Material to process =>
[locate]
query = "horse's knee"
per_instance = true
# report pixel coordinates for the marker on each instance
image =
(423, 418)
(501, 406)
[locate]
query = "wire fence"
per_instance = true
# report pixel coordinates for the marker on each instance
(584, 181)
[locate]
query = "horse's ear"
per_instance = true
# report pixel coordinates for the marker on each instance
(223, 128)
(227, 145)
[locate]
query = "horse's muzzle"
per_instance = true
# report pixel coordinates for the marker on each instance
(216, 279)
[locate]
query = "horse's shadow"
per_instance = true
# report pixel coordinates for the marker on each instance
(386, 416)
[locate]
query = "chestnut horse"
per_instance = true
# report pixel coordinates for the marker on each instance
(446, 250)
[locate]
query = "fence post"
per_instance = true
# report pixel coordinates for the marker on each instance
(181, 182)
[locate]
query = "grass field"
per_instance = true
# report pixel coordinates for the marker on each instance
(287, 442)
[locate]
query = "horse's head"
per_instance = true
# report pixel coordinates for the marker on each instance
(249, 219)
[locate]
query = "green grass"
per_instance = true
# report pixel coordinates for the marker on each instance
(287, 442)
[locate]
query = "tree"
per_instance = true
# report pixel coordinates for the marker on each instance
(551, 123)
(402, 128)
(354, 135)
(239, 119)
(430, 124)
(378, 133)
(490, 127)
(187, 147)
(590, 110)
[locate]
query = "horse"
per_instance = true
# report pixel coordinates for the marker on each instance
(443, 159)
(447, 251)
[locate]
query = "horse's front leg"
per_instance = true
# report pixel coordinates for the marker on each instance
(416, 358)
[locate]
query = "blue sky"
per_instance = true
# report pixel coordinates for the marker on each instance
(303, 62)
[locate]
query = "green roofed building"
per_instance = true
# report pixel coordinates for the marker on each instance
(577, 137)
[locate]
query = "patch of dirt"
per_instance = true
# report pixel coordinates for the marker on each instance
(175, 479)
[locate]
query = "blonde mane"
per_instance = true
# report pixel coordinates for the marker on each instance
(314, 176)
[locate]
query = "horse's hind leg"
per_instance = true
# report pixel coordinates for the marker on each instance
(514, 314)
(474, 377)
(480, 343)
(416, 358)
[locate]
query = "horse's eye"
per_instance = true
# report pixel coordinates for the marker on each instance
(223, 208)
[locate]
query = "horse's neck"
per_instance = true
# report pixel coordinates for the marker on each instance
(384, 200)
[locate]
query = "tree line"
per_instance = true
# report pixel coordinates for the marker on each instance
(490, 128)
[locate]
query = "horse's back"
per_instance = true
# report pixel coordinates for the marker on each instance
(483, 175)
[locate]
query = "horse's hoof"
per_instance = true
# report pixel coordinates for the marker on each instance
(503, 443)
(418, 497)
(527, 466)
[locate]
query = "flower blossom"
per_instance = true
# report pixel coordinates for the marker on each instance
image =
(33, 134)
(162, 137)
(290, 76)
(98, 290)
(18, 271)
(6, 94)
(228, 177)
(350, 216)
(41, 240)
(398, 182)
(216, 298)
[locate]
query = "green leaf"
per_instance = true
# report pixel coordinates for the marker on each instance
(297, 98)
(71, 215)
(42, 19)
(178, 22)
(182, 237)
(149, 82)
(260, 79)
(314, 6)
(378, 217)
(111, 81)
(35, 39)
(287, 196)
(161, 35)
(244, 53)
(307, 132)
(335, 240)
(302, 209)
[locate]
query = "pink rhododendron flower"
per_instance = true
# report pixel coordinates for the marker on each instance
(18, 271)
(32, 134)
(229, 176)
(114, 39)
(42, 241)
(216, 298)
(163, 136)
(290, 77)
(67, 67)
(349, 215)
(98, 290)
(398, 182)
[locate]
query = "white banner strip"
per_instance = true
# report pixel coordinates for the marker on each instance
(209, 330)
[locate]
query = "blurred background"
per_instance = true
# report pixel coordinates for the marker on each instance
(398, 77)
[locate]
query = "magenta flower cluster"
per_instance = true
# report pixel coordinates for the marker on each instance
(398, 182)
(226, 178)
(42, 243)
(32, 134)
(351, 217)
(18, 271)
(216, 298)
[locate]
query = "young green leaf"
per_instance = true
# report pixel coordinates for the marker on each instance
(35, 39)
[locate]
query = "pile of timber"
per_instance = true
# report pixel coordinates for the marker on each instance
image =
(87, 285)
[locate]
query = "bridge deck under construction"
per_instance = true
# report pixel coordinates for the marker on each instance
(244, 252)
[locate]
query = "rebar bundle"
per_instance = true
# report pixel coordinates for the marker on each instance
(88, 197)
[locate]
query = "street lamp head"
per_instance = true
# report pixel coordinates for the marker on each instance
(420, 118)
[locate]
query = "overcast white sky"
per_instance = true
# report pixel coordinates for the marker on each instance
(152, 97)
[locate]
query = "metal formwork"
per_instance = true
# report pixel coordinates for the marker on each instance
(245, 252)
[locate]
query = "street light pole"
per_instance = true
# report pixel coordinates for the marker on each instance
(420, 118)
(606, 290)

What to produce => Please output the entries above, every line exactly as it reads.

Answer for this exercise =>
[locate]
query = "horse's knee"
per_instance = true
# report pixel coordinates for the marker on each instance
image =
(423, 418)
(501, 406)
[locate]
query = "wire fence"
per_instance = true
# report pixel coordinates for the marker on each instance
(584, 181)
[locate]
query = "horse's ear"
per_instance = true
# report pixel coordinates for the marker on each instance
(223, 128)
(227, 145)
[locate]
query = "horse's muzzle"
per_instance = true
# report pixel coordinates for the marker on each instance
(216, 279)
[locate]
query = "horse's shadow"
per_instance = true
# report pixel coordinates for the marker on each instance
(386, 416)
[locate]
query = "chestnut horse"
per_instance = true
# report pixel coordinates for the marker on each instance
(446, 250)
[locate]
query = "fence post"
per_instance = true
# report pixel coordinates for the marker on each instance
(181, 182)
[locate]
query = "grass field"
per_instance = true
# report pixel coordinates for the marker on each instance
(287, 442)
[locate]
query = "horse's head"
per_instance = true
# report pixel coordinates for the marker on each instance
(249, 219)
[locate]
query = "green grass"
per_instance = true
# report pixel coordinates for the marker on each instance
(287, 442)
[locate]
query = "tree"
per_instance = true
# report pixel coordinates for the marker on each instance
(551, 123)
(402, 128)
(354, 135)
(239, 119)
(430, 124)
(378, 133)
(490, 127)
(187, 147)
(590, 110)
[locate]
query = "horse"
per_instance = true
# report pixel coordinates for the marker on each instance
(443, 159)
(447, 251)
[locate]
query = "horse's front leg"
per_instance = true
# report pixel coordinates for the marker on each instance
(416, 358)
[locate]
query = "blue sky"
per_instance = true
# report pixel coordinates for the marker on each instance
(303, 62)
[locate]
query = "green roofed building"
per_instance = true
# report pixel coordinates for the marker on each instance
(577, 137)
[locate]
query = "patch of dirt"
per_instance = true
# report pixel coordinates for the marker on each instance
(175, 479)
[locate]
query = "blonde mane"
per_instance = true
# report pixel coordinates for the marker on each instance
(314, 176)
[locate]
query = "horse's hind leg"
per_instance = true
# report pixel coordinates for the marker on each instance
(514, 314)
(474, 377)
(480, 343)
(416, 358)
[locate]
query = "horse's eye"
per_instance = true
# report pixel coordinates for the marker on each instance
(223, 208)
[locate]
query = "horse's neck"
per_instance = true
# report pixel coordinates for the marker on each instance
(384, 200)
[locate]
query = "tree line"
per_instance = true
# report pixel coordinates for the marker on each instance
(490, 128)
[locate]
query = "horse's back"
per_instance = true
# report pixel coordinates for the marker on each instance
(483, 175)
[locate]
query = "horse's hoof"
per_instance = true
# report pixel coordinates for the marker on each instance
(503, 443)
(418, 497)
(527, 466)
[locate]
query = "flower blossom"
per_instance = true
# report pixel coordinates for the marker on each instance
image =
(33, 134)
(162, 137)
(290, 76)
(98, 290)
(18, 271)
(6, 94)
(228, 177)
(350, 216)
(41, 240)
(398, 182)
(216, 298)
[locate]
query = "green leaf"
per_instance = true
# report pixel coordinates for the marker on each instance
(297, 98)
(71, 215)
(42, 19)
(178, 22)
(182, 237)
(149, 82)
(260, 79)
(314, 6)
(378, 217)
(111, 81)
(35, 39)
(287, 196)
(161, 35)
(244, 53)
(307, 132)
(335, 240)
(302, 209)
[locate]
query = "pink rhododendron flower"
per_instance = true
# report pixel coordinates for the marker on each instance
(18, 271)
(32, 134)
(229, 176)
(114, 39)
(42, 241)
(216, 298)
(163, 136)
(290, 77)
(67, 67)
(349, 215)
(98, 290)
(398, 182)
[locate]
query = "white banner strip"
per_instance = true
# report pixel coordinates for the marker on each instance
(209, 330)
[locate]
query = "blurred background"
per_instance = true
# report pixel coordinates for the marker on each instance
(398, 77)
[locate]
query = "magenta flower cluster"
per_instance = true
# report pixel coordinates for the marker on each instance
(398, 182)
(226, 178)
(42, 243)
(32, 134)
(351, 217)
(18, 271)
(216, 298)
[locate]
query = "young green leaf"
per_instance = true
# report pixel coordinates for the marker on each instance
(35, 39)
[locate]
query = "pile of timber"
per_instance = true
# report pixel coordinates for the marker on each instance
image =
(87, 285)
[locate]
query = "bridge deck under construction"
per_instance = true
# report pixel coordinates for the marker on each instance
(244, 252)
[locate]
query = "rebar bundle"
per_instance = true
# report pixel coordinates for the marker on each instance
(88, 197)
[locate]
query = "street lamp head"
per_instance = true
# report pixel coordinates for the marker on each instance
(420, 118)
[locate]
query = "overcast white sky"
per_instance = true
# report pixel coordinates for the marker on each instance
(152, 97)
[locate]
query = "metal formwork"
per_instance = true
# report pixel coordinates for the marker on each instance
(245, 252)
[locate]
query = "street light pole"
per_instance = true
# report pixel coordinates for the marker on each instance
(420, 118)
(606, 290)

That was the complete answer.